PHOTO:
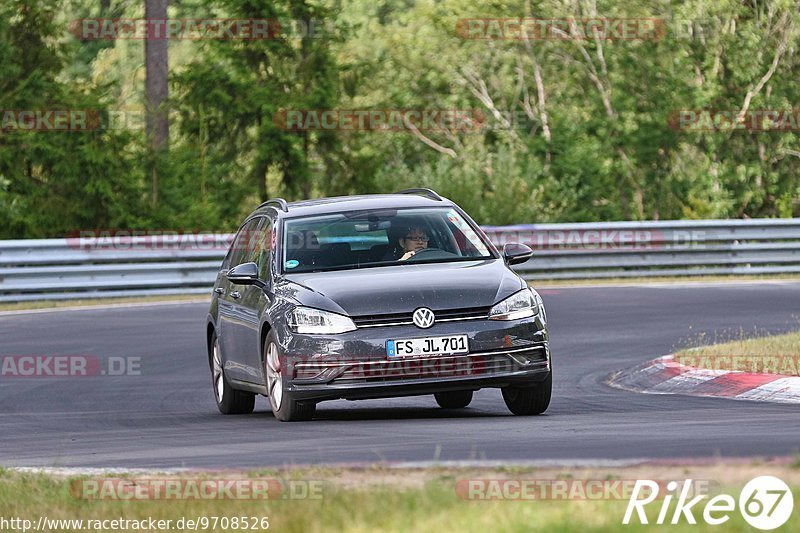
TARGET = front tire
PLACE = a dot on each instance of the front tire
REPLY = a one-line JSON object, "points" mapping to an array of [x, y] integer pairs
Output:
{"points": [[229, 400], [530, 400], [284, 407], [453, 400]]}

- _TASK DESCRIPTION_: Your task is to repeat the material above exactly, without its pictures.

- _SOLVED EXERCISE_:
PHOTO:
TARGET = front tire
PLACE = a dot on each instance of the front tire
REPLY = a one-line JSON object, "points" mapping to an array of [x, y] integer pairs
Output:
{"points": [[229, 400], [530, 400], [284, 407], [453, 400]]}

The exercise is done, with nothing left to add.